• **AIM OF THE TASK**: Report every line of the entries that contains the word "costume".

• **Referring expression pointing data**:
════════════════════
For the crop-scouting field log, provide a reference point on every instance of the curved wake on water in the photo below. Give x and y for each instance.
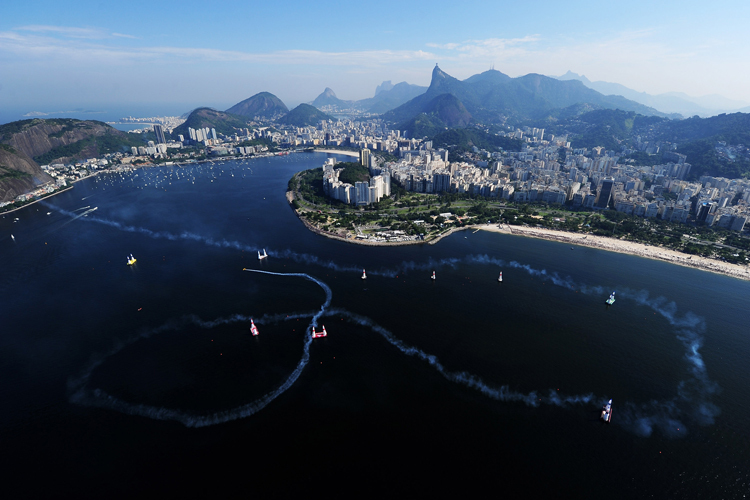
(98, 398)
(695, 392)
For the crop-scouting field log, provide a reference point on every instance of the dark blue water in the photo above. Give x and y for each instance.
(120, 381)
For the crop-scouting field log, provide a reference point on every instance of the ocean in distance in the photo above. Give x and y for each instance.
(122, 380)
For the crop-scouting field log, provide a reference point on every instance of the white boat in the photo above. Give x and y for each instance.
(607, 412)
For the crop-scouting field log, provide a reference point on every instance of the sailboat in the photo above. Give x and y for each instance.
(607, 412)
(322, 333)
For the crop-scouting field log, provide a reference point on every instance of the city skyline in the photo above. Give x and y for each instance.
(177, 56)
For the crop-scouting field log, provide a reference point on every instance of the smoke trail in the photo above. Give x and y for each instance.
(502, 393)
(696, 392)
(99, 398)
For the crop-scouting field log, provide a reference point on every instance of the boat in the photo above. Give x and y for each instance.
(607, 412)
(322, 333)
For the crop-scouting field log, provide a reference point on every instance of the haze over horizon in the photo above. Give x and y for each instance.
(172, 57)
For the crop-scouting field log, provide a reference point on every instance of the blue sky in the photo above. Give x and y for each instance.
(174, 56)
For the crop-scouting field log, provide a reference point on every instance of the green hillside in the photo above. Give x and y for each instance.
(304, 115)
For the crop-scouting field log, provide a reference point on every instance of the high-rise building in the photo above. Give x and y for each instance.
(364, 158)
(362, 190)
(159, 132)
(605, 192)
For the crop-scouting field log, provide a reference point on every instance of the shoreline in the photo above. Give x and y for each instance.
(579, 239)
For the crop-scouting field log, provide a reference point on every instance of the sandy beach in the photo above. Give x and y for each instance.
(622, 246)
(588, 240)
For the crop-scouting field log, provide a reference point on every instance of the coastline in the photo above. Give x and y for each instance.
(579, 239)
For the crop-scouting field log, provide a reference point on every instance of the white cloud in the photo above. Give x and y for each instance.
(73, 46)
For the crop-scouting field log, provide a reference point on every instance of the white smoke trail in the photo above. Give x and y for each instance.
(98, 398)
(502, 393)
(643, 419)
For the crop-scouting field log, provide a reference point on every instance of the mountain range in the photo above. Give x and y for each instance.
(26, 144)
(263, 105)
(387, 96)
(670, 102)
(492, 97)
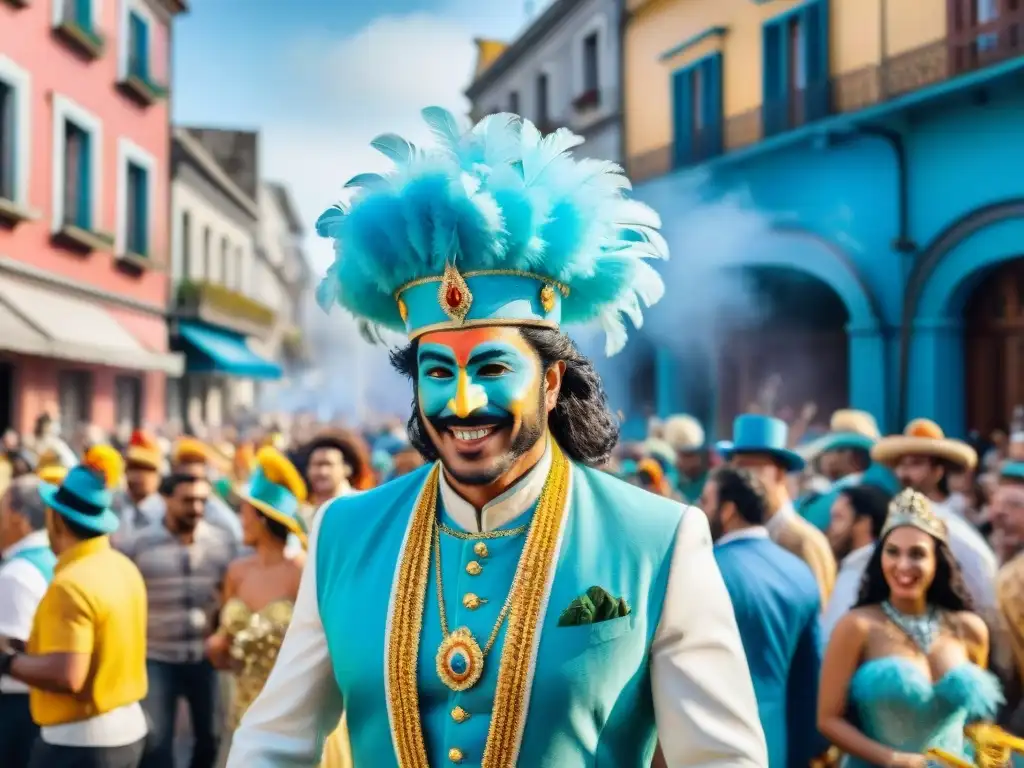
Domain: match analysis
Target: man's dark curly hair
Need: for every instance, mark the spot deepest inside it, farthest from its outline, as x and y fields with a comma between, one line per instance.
x=947, y=590
x=582, y=422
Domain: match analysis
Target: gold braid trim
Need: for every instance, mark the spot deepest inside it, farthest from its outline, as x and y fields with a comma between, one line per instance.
x=407, y=623
x=517, y=649
x=509, y=711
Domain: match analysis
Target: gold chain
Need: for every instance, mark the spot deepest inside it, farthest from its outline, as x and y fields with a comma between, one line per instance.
x=504, y=534
x=502, y=615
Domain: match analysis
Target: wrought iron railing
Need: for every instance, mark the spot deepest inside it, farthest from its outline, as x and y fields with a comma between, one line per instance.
x=958, y=53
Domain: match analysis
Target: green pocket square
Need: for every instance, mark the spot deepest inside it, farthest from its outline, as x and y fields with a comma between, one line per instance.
x=593, y=606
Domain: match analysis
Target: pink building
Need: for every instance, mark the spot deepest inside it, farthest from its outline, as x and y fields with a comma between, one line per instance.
x=84, y=208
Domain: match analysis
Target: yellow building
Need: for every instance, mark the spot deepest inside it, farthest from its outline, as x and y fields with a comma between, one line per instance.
x=876, y=137
x=792, y=51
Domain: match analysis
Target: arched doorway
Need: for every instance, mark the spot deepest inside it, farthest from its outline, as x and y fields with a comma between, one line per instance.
x=792, y=350
x=994, y=348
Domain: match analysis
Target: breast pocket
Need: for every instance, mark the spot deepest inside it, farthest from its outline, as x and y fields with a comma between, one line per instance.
x=579, y=639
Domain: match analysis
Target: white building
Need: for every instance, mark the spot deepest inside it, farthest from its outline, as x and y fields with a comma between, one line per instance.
x=562, y=71
x=222, y=318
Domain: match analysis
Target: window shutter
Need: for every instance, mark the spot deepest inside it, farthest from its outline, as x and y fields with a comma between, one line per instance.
x=712, y=104
x=84, y=181
x=815, y=22
x=773, y=79
x=682, y=119
x=140, y=33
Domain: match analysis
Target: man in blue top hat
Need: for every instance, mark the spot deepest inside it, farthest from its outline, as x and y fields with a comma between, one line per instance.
x=508, y=603
x=85, y=658
x=844, y=456
x=761, y=444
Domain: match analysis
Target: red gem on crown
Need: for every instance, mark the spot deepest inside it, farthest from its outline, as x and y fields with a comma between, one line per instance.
x=453, y=297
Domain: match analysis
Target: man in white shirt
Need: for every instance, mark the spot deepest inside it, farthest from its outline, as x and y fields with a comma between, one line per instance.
x=857, y=516
x=25, y=574
x=923, y=458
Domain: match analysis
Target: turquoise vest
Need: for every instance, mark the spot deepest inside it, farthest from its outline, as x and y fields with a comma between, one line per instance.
x=590, y=702
x=41, y=557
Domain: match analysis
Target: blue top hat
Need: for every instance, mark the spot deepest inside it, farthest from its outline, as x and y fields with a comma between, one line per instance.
x=84, y=499
x=494, y=225
x=753, y=433
x=1013, y=471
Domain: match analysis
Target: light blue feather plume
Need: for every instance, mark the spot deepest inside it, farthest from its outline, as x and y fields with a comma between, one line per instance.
x=394, y=147
x=499, y=196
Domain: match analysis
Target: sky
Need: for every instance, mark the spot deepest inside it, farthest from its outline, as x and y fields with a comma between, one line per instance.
x=320, y=79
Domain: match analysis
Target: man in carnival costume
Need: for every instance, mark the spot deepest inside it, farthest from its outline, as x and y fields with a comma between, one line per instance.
x=506, y=604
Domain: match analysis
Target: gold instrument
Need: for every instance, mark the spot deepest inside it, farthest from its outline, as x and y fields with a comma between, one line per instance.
x=992, y=748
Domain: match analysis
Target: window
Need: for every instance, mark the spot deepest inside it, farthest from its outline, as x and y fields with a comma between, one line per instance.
x=543, y=100
x=75, y=398
x=128, y=401
x=697, y=114
x=7, y=129
x=14, y=132
x=79, y=12
x=135, y=193
x=591, y=78
x=138, y=46
x=796, y=85
x=185, y=246
x=77, y=164
x=240, y=266
x=76, y=177
x=224, y=265
x=207, y=255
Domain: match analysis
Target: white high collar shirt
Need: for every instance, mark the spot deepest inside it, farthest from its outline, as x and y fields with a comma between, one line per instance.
x=704, y=698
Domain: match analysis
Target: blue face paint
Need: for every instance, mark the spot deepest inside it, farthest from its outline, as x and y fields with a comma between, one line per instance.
x=477, y=375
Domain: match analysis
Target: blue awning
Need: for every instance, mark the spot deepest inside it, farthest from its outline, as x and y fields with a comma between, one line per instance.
x=213, y=350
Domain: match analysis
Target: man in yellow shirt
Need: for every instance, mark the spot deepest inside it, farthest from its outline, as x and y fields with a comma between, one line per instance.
x=85, y=658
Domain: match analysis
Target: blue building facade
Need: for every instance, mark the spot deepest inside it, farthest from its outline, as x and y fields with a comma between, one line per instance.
x=900, y=187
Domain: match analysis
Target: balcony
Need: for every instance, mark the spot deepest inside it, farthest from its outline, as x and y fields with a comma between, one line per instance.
x=898, y=75
x=217, y=305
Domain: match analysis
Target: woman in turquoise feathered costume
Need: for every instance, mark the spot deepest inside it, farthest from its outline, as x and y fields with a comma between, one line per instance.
x=909, y=658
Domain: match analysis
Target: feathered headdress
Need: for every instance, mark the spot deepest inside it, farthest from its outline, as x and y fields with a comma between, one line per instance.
x=497, y=225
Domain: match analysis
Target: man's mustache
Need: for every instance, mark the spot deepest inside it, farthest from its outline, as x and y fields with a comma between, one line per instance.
x=469, y=422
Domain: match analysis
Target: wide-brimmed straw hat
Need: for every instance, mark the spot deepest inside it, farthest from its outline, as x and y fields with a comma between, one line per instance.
x=924, y=437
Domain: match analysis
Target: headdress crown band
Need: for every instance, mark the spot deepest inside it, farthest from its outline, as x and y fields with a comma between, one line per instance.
x=913, y=508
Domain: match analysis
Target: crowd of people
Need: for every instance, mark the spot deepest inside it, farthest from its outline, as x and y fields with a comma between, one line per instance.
x=851, y=620
x=876, y=580
x=323, y=597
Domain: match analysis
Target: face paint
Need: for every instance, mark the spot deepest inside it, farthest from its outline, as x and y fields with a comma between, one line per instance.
x=480, y=397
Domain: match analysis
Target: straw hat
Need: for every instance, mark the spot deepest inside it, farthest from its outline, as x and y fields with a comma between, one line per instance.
x=683, y=432
x=924, y=437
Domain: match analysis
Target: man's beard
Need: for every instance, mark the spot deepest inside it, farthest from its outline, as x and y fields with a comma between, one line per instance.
x=529, y=433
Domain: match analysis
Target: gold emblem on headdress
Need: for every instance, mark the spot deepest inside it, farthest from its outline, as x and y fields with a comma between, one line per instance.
x=548, y=298
x=454, y=295
x=913, y=509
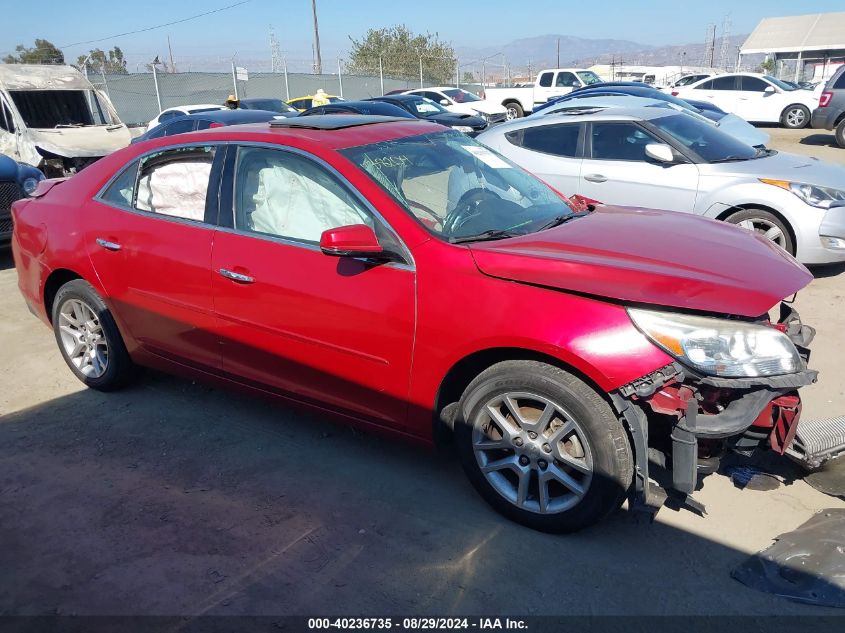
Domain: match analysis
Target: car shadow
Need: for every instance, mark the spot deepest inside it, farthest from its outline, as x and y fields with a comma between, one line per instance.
x=827, y=270
x=172, y=497
x=826, y=139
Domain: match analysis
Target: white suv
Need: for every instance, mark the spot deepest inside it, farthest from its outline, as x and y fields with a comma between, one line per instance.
x=755, y=97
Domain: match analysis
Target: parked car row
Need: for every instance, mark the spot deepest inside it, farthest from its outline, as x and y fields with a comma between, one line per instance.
x=404, y=277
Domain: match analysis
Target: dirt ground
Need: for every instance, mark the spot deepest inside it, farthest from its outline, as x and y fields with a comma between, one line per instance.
x=175, y=498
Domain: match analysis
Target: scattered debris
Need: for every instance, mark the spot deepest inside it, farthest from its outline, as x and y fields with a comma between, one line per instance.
x=806, y=565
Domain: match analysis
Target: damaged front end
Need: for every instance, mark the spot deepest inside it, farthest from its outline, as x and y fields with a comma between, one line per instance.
x=682, y=419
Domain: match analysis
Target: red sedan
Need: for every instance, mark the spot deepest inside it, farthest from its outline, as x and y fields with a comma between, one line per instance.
x=401, y=276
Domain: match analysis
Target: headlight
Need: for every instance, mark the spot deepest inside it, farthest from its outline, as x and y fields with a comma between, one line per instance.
x=813, y=195
x=29, y=185
x=720, y=347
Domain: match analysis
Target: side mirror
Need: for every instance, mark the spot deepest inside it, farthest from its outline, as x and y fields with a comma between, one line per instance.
x=660, y=152
x=354, y=240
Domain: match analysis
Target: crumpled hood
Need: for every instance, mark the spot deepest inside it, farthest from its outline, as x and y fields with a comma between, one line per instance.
x=81, y=142
x=651, y=257
x=786, y=166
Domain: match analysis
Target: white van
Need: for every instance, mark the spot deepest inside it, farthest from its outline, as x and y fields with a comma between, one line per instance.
x=53, y=118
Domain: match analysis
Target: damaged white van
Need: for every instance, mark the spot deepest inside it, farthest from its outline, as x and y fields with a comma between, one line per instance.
x=53, y=118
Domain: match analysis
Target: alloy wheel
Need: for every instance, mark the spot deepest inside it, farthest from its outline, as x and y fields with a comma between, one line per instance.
x=767, y=228
x=796, y=117
x=532, y=452
x=83, y=339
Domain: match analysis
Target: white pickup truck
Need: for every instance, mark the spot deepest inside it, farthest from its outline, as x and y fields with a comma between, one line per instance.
x=551, y=82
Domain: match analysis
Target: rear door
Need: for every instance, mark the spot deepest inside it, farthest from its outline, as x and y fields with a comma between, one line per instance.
x=321, y=329
x=149, y=238
x=616, y=170
x=551, y=152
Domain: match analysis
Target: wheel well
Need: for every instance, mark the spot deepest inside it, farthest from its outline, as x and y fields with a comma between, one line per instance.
x=724, y=215
x=464, y=372
x=56, y=280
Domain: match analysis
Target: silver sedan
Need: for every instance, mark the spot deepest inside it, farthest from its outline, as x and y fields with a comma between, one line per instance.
x=654, y=158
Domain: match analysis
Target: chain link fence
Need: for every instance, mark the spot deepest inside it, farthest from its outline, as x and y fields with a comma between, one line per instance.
x=137, y=96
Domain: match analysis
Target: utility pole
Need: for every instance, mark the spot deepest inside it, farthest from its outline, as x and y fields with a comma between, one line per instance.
x=318, y=63
x=170, y=49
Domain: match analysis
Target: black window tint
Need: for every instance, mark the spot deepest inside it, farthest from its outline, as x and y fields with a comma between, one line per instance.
x=566, y=80
x=558, y=140
x=724, y=83
x=166, y=116
x=620, y=141
x=175, y=182
x=121, y=191
x=6, y=121
x=179, y=127
x=753, y=84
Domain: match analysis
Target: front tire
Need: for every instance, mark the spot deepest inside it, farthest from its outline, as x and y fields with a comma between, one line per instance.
x=514, y=110
x=767, y=224
x=88, y=337
x=542, y=447
x=795, y=117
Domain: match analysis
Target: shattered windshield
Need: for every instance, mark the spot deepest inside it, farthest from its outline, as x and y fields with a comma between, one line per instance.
x=459, y=189
x=60, y=108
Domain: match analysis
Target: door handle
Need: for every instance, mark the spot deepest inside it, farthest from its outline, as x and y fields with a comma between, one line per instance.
x=595, y=178
x=239, y=277
x=109, y=246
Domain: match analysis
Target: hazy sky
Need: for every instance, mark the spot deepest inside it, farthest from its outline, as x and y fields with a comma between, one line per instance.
x=244, y=29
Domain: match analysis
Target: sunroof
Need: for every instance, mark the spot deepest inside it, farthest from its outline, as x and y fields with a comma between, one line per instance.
x=334, y=121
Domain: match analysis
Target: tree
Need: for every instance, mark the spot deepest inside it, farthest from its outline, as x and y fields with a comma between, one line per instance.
x=400, y=51
x=111, y=62
x=44, y=52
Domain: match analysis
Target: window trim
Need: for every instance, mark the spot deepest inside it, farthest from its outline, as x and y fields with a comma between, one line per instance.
x=579, y=142
x=227, y=196
x=212, y=214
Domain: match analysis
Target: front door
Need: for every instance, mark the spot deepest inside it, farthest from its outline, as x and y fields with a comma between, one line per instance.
x=321, y=329
x=149, y=238
x=616, y=170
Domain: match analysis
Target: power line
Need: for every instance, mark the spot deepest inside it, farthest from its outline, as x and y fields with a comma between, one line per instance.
x=159, y=26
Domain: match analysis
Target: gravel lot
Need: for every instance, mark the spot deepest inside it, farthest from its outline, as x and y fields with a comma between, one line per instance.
x=175, y=498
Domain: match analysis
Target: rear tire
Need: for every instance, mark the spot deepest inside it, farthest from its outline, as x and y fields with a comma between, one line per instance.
x=515, y=110
x=840, y=133
x=766, y=223
x=795, y=117
x=542, y=447
x=88, y=337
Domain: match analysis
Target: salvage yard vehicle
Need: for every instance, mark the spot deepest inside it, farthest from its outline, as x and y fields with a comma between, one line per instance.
x=755, y=97
x=429, y=110
x=168, y=114
x=651, y=157
x=405, y=278
x=830, y=115
x=17, y=180
x=462, y=101
x=205, y=120
x=552, y=82
x=53, y=118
════════════════════
• **EXERCISE SOLUTION**:
Target: man in carnival costume
Target: woman in turquoise feathered costume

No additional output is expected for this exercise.